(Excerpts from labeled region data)
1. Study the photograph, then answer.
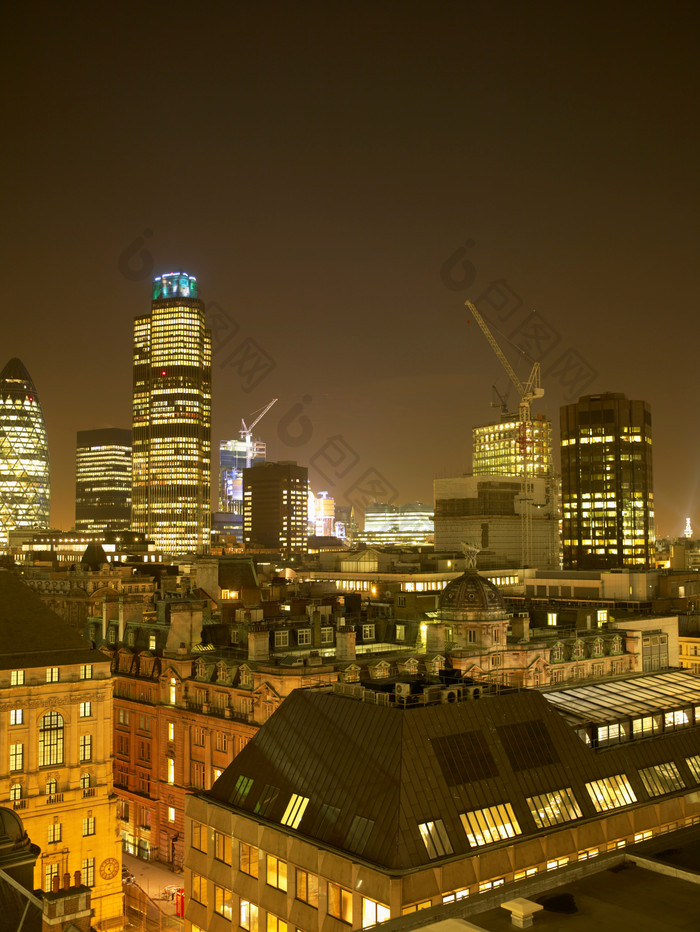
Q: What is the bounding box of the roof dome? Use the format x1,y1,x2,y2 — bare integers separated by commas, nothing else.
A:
438,569,507,621
0,806,26,848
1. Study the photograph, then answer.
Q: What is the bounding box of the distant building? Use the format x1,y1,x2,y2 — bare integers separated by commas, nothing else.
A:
358,502,434,547
131,272,211,554
0,572,123,929
243,462,309,555
219,439,267,510
0,358,50,550
433,476,559,569
75,427,131,533
309,489,336,537
561,393,654,570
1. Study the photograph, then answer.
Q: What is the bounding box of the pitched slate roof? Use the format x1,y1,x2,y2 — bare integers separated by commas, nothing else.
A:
0,570,108,670
203,689,700,870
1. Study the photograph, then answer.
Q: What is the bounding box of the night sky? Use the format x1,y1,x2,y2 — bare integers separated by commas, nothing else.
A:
0,2,700,536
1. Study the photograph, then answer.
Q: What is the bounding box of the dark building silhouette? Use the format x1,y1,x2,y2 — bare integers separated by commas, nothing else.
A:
243,462,309,553
561,393,654,570
75,427,131,532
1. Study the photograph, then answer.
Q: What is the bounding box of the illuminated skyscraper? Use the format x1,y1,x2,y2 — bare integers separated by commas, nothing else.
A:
561,393,654,570
75,427,131,532
131,272,211,554
0,359,50,548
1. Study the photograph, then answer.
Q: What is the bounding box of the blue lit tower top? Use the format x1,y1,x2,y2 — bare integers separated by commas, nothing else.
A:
153,272,199,301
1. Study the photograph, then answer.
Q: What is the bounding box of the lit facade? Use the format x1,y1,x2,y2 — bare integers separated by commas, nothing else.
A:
185,672,700,932
472,415,554,477
219,439,267,515
243,462,309,554
309,489,336,537
360,502,434,546
561,393,654,570
75,427,131,533
0,358,50,549
131,272,211,554
0,573,123,932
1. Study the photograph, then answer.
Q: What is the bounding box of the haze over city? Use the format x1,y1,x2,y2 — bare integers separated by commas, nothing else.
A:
0,3,700,537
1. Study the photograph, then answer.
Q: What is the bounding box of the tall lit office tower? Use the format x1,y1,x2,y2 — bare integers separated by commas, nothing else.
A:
131,272,211,554
75,427,131,533
0,358,50,549
219,440,267,514
472,415,553,478
561,393,654,570
243,462,309,556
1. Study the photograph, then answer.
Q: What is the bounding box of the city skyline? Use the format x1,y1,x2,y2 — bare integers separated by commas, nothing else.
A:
2,4,700,537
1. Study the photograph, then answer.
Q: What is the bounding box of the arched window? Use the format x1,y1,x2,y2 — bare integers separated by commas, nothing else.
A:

▶ [PROBLEM TO WORK ON]: State how many lines in the items above contain the string "building". Case counts, and the reply should be the number alone.

▶ [TASK RESPONSE]: 2